# Input
<<<<
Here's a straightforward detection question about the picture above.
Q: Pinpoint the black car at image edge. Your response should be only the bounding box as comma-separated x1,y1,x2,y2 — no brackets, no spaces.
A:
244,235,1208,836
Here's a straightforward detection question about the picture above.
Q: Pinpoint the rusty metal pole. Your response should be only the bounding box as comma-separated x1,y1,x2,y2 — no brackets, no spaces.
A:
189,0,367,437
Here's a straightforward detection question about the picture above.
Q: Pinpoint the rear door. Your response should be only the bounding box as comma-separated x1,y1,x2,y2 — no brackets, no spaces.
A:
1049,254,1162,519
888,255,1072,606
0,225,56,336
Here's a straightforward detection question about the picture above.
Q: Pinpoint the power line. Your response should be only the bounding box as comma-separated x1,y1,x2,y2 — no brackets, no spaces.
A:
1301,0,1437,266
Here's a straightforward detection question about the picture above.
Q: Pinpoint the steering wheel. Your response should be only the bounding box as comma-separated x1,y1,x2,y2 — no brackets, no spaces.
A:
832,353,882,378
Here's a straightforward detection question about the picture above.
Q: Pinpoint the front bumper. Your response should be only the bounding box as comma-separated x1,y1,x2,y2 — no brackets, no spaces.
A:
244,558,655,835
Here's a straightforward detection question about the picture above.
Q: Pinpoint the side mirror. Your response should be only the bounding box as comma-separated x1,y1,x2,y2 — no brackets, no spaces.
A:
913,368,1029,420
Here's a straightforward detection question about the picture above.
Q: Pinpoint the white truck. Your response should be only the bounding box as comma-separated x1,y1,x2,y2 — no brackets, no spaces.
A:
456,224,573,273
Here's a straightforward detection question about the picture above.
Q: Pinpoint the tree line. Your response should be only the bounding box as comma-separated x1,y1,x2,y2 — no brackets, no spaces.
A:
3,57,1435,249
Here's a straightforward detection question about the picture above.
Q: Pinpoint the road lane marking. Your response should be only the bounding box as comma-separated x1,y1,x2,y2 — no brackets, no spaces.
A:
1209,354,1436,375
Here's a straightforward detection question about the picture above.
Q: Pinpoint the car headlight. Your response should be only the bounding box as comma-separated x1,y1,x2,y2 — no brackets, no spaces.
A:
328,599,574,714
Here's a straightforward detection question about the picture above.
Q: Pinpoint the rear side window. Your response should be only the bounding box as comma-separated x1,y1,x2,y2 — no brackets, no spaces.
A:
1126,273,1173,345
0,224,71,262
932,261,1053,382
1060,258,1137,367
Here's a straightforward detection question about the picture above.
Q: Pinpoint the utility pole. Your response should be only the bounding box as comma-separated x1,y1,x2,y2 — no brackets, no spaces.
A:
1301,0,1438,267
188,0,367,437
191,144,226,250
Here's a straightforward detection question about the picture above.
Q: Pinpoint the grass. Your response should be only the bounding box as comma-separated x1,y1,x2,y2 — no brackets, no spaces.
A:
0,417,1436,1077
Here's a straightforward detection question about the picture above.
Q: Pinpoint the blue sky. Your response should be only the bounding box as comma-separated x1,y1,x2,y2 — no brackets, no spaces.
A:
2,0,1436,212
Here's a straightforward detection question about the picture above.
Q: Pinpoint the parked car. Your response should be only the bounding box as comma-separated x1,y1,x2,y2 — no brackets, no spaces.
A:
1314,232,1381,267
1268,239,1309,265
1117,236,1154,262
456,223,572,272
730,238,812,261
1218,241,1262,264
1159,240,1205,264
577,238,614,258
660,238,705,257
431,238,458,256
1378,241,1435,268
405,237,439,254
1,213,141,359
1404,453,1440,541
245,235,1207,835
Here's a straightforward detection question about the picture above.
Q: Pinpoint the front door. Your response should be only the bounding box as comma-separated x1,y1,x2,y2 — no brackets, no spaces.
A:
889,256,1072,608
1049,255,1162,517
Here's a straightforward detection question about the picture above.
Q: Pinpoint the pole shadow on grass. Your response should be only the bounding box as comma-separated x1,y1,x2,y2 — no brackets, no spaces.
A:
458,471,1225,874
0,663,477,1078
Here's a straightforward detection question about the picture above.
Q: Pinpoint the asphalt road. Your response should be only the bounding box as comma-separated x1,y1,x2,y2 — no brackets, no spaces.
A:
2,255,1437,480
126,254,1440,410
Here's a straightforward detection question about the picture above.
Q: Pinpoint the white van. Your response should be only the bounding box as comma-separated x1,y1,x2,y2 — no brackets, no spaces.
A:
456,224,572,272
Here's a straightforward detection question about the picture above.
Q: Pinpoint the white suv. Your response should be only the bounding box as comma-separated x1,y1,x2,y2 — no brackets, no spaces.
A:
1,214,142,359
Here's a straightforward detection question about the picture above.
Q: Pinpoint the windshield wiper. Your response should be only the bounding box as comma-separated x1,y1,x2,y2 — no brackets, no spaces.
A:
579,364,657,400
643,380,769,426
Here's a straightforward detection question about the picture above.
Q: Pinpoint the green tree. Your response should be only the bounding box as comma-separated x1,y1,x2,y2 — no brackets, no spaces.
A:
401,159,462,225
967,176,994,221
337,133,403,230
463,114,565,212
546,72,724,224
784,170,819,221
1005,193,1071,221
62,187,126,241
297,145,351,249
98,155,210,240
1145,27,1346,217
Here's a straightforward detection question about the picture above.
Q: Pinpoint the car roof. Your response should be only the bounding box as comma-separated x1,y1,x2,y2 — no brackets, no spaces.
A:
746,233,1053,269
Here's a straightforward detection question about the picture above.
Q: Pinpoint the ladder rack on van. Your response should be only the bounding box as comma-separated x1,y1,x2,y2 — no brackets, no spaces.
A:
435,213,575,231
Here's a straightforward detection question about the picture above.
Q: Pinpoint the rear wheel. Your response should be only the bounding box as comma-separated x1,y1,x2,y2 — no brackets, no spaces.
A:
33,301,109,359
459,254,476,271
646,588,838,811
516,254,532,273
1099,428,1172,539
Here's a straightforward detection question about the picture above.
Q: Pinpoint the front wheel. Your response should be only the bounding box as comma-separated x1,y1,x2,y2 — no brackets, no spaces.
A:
>>>>
# Exercise brief
When a line in the material above includes the word "white", copy that line.

# Result of this exercise
Q: Pinpoint the white truck. Your response should be only the bounding box as comma-separated x1,y1,x2,y2 — no brackets, no spaces.
Q: Pinpoint the white van. Your response should be only the bounding box as comma-separated x1,y1,x2,y2 — no brackets, no spaces.
Q: Pinpoint the white suv. Your response should be only the bounding box as comma-separated x1,y1,x2,y2 — no brackets, no spaces.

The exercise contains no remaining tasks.